I'm still fussing over the Possible Third Book (soon, I believe, to have a working title to call its own). I had succeeded in cutting thirty pages, but ten slipped back in when I wasn't looking. There's a scene I almost cut a few days ago that is starting to look vulnerable again, because I'm planning on adding a scene where Caitlin, my poor suffering drog, gets a solo number (a rewritten version of "Hard Knock Life" from Annie).
As one who is frequently wrong, I've mastered the art of rationalization. Lately, I've been expending a fair amount of energy explaining to myself how this grand country of ours (aka The United States Of America) could devolve into a country that combines some of the more heinous historical aspects of (in alphabetical order), Cambodia, China, France, Germany, India, Iran, Russia, Saudi Arabia, Uganda, and The United States Of America. Forgive me if I left out one of your favorites.
Here's the issue: I set P3B originally four years after the start of Life As We Knew It and the dead and the gone. That means the U.S. had a mere four years to go from, well, life as we know it to (as my UK publisher put it) 12th century feudal Europe.

YOUR TASKS →
a - Transcribe the passage about the Possible Third Book from "Here's the issue: I" up to and including "century feudal Europe.".
b - Answer each question from the passage about the Possible Third Book.
(i) How many pages had been cut before ten slipped back in?
(ii) Which song is the planned solo number for Caitlin a rewritten version of?
(iii) How many years after the start of Life As We Knew It was P3B originally set?
c - Write the next part of the passage about the Possible Third Book, beginning after its final sentence.

SUPPLIED MATERIAL →
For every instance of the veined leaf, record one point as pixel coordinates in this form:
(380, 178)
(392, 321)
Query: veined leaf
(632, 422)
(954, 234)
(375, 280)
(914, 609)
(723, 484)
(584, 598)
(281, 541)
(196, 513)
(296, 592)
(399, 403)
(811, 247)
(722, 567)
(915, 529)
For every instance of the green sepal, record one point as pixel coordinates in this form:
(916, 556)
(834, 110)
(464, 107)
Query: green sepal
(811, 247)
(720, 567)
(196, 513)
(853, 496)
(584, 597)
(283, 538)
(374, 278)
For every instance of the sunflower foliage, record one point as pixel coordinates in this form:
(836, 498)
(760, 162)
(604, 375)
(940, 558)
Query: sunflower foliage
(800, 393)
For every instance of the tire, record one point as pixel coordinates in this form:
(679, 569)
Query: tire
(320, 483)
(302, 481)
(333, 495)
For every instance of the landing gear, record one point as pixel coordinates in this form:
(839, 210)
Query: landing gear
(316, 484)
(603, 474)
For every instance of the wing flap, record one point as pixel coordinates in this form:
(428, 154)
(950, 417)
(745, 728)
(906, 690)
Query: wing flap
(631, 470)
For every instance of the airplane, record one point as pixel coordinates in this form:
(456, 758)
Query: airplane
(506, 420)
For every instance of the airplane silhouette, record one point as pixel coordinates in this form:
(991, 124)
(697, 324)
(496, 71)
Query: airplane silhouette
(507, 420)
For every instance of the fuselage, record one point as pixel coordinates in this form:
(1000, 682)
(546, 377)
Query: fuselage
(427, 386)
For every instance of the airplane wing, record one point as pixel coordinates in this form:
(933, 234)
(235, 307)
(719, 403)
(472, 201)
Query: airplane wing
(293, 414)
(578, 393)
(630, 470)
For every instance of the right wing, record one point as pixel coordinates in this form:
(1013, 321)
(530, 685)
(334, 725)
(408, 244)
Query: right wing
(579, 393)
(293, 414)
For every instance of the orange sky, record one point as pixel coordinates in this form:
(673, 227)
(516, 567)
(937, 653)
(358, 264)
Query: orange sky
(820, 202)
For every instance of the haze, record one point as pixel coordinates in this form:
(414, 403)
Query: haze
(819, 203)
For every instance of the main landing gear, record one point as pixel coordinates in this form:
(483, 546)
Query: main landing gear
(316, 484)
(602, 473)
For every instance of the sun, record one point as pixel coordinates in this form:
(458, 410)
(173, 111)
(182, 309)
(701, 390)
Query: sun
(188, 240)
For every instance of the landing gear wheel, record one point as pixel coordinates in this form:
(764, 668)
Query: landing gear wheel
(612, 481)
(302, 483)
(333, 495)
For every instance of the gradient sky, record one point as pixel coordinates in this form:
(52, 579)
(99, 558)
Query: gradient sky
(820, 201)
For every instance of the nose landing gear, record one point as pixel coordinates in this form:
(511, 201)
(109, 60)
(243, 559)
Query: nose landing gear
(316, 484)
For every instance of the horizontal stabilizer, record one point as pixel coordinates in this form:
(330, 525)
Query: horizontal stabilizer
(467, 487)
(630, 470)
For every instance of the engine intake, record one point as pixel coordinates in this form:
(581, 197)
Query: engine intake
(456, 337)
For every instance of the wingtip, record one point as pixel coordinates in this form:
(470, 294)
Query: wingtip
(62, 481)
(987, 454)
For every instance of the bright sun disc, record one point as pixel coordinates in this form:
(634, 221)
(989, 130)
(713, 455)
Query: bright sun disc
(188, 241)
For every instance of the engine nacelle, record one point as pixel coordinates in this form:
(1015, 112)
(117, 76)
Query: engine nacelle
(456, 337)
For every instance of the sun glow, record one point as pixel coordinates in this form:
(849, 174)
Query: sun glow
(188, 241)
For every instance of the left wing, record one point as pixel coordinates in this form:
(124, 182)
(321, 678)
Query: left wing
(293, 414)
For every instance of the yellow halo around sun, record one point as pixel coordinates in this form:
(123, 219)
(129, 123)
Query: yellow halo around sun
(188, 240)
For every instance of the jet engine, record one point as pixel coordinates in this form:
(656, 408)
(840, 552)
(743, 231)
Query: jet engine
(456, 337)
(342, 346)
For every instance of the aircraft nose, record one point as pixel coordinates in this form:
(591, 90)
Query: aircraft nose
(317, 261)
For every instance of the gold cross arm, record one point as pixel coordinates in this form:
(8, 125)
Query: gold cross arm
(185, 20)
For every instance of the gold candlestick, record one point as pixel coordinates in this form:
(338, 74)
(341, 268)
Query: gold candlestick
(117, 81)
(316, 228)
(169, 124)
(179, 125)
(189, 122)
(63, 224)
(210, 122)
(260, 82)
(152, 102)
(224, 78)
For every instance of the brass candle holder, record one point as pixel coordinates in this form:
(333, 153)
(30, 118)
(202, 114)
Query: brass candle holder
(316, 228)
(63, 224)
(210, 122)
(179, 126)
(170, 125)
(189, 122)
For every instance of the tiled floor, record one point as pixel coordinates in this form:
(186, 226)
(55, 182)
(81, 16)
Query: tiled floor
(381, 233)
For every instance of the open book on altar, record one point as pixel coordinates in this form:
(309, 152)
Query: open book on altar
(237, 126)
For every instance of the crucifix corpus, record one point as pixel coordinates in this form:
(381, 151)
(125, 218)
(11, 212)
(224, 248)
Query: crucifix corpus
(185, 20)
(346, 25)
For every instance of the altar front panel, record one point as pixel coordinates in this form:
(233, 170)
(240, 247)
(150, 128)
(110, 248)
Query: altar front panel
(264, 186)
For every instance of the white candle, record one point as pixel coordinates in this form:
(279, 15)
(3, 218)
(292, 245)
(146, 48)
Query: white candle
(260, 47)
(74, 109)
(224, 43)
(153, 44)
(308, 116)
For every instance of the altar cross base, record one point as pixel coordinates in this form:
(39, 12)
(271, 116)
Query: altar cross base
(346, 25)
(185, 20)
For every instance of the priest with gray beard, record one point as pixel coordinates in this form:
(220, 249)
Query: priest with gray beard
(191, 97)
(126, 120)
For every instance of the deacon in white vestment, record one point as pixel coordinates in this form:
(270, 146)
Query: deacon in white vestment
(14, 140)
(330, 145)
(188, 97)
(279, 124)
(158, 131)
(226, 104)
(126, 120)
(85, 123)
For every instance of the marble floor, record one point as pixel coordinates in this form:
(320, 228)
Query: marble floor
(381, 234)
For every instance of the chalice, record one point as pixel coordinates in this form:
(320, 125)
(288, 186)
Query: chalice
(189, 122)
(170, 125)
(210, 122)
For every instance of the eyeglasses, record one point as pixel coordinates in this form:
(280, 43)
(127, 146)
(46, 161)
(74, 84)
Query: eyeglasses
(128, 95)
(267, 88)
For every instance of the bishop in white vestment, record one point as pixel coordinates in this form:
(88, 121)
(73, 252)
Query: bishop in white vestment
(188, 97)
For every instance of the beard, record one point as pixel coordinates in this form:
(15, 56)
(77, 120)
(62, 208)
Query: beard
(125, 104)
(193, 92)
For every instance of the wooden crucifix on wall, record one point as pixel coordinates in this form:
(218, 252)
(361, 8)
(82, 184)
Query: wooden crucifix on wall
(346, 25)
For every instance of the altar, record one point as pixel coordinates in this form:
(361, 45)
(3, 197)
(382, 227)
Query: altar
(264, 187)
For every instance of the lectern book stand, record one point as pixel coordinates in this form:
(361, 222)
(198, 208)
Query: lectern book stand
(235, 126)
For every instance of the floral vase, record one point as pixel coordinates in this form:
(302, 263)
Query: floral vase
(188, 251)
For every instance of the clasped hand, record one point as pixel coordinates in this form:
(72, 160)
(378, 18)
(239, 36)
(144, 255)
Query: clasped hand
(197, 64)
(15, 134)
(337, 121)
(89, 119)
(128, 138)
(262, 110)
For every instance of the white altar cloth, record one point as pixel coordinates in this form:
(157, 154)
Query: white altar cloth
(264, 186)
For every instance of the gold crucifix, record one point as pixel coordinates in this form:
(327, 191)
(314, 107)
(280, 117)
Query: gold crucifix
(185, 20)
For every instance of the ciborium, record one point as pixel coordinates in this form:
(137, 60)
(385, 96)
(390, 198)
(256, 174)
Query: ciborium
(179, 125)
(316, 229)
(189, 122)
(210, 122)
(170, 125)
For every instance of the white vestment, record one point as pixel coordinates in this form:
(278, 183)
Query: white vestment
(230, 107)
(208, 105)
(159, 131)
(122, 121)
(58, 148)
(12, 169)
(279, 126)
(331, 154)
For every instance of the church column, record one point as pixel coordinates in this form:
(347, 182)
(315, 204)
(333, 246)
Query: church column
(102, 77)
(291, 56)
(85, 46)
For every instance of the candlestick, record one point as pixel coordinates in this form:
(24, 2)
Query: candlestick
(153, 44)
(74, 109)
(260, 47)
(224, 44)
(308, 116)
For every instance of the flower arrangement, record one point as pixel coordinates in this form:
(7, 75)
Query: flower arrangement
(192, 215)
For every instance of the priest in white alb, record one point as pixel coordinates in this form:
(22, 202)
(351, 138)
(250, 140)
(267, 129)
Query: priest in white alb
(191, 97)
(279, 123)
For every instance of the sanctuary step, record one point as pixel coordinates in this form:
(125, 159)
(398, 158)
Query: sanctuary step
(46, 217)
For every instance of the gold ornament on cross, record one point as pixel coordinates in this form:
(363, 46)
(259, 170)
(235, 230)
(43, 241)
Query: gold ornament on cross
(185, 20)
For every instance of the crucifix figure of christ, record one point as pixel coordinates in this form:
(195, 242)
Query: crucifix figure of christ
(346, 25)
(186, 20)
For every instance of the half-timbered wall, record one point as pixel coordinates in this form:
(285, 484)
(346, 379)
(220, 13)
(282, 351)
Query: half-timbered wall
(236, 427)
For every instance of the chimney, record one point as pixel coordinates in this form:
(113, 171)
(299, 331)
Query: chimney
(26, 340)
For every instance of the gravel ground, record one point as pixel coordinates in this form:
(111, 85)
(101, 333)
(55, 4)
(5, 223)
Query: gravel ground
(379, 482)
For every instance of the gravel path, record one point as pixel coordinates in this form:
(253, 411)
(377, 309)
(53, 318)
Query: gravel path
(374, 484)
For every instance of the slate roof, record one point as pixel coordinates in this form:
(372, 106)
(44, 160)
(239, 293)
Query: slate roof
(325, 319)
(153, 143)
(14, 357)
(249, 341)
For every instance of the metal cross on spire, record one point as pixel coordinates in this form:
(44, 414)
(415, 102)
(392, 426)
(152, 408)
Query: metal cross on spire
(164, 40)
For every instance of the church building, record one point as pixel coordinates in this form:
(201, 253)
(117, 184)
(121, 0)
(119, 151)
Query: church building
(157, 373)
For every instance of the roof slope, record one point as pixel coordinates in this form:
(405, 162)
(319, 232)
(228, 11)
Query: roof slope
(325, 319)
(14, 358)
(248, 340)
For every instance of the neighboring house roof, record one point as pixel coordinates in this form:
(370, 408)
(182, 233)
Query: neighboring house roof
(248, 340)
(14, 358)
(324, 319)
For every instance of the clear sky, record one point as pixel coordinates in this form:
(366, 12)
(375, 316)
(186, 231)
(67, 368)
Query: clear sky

TASK-BY-TASK RESULTS →
a -
Here's the issue: I set P3B originally four years after the start of Life As We Knew It and the dead and the gone. That means the U.S. had a mere four years to go from, well, life as we know it to (as my UK publisher put it) 12th century feudal Europe.

b -
(i) Thirty
(ii) "Hard Knock Life" from Annie
(iii) Four years

c -
My problem was that I carry over one character each from LAWKI and d&g into P3B. The LAWKI character, Jon, was less of an issue. He just pops in as a messenger to let us know what's up with his family (and also what's up with the country), so his age isn't really a problem.
But the character I bring over from d&g is an important character in P3B, and I wanted her to still be a teenager. People don't actually talk about their ages in the P3B world, but Caitlin's perception is the troupe (with the exceptions of Derrick and Jimmy, who are in charge) are teenagers, about her age (just short of sixteen when the book begins).
(By the way, if you should play the Susan Beth Pfeffer Blog Parentheses Drinking Game, you'll be very drunk very soon. I made a vow to cut down on ()s once, but clearly it didn't take.)
So I stretched things out a little by deciding the d&g character could be seventeen, not sixteen, which gave the U.S. an extra year to become so horrific. But even so, we're on a fast track.
Fortunately for me, I am a world class rationalizer. First of all, I decided the United States is a fast track kind of joint. It doesn't take us that long to make a mess of things when we so choose. This may well be true of other countries, but I've never lived anyplace else.
Then, with the power invested in me, I determined that what's going on in Caitlin's part of what used to be the U.S.A. may well not be happening in another part of the country. Once I decided that, then P3B lost all its identifiable geography. It's better if this land of tiers and drogs isn't identified as Maine or Mississippi. I even flirted with the idea of not making it the United States at all, but the LAWKI/d&g characters forced me to keep P3B here (also, and this is one of those little jokes that make me very happy, all performances, including Caitlin's halftime exotic dances, end with the singing of "God Bless America").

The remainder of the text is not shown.